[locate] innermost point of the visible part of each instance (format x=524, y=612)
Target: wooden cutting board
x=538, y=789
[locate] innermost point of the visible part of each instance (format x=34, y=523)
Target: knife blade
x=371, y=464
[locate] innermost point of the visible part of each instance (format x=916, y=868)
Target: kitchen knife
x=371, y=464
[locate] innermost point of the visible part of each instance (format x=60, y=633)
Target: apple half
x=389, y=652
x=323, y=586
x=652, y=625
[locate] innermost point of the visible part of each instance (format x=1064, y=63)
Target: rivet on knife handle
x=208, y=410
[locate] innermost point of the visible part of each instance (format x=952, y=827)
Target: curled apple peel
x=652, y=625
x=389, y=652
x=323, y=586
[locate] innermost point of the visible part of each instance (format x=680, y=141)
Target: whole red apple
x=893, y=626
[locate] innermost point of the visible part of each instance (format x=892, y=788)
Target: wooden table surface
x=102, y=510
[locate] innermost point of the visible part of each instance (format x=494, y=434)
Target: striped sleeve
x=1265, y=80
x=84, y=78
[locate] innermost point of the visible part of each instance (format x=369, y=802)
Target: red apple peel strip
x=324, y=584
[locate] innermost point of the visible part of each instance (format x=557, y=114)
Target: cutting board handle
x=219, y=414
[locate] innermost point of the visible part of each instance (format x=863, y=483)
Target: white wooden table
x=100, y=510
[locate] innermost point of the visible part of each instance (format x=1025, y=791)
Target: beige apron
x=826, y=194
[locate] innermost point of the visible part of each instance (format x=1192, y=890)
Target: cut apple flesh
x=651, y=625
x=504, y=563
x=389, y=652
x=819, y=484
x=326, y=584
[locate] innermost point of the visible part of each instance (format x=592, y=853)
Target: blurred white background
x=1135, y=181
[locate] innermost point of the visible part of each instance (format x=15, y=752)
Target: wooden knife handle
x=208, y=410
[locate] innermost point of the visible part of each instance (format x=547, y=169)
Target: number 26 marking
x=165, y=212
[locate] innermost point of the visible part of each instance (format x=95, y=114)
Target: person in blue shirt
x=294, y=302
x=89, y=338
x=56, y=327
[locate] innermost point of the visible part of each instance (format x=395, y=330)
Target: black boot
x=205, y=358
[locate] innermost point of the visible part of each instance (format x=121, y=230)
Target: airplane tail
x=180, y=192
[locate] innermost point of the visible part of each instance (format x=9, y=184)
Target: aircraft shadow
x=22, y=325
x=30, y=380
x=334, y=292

◆ **PROBLEM DESCRIPTION**
Rescale the data from the line with "(format x=369, y=802)" to the line with "x=100, y=510", both included. Copy every line, requests included, and leave the requests and their format samples unchanged, but multiply each answer coordinate by 1.15 and round it to a whole number, with halves rounded up.

◆ **ANSWER TO THIS EXERCISE**
[locate] innermost point of the visible part of each instance (format x=369, y=802)
Target: red apple peel strip
x=373, y=672
[locate] innermost point of the visible part of each instance (format x=557, y=114)
Target: cutting board handle
x=252, y=476
[locate] innermost point of the visible part of each instance (format x=863, y=483)
Target: white wooden table
x=115, y=587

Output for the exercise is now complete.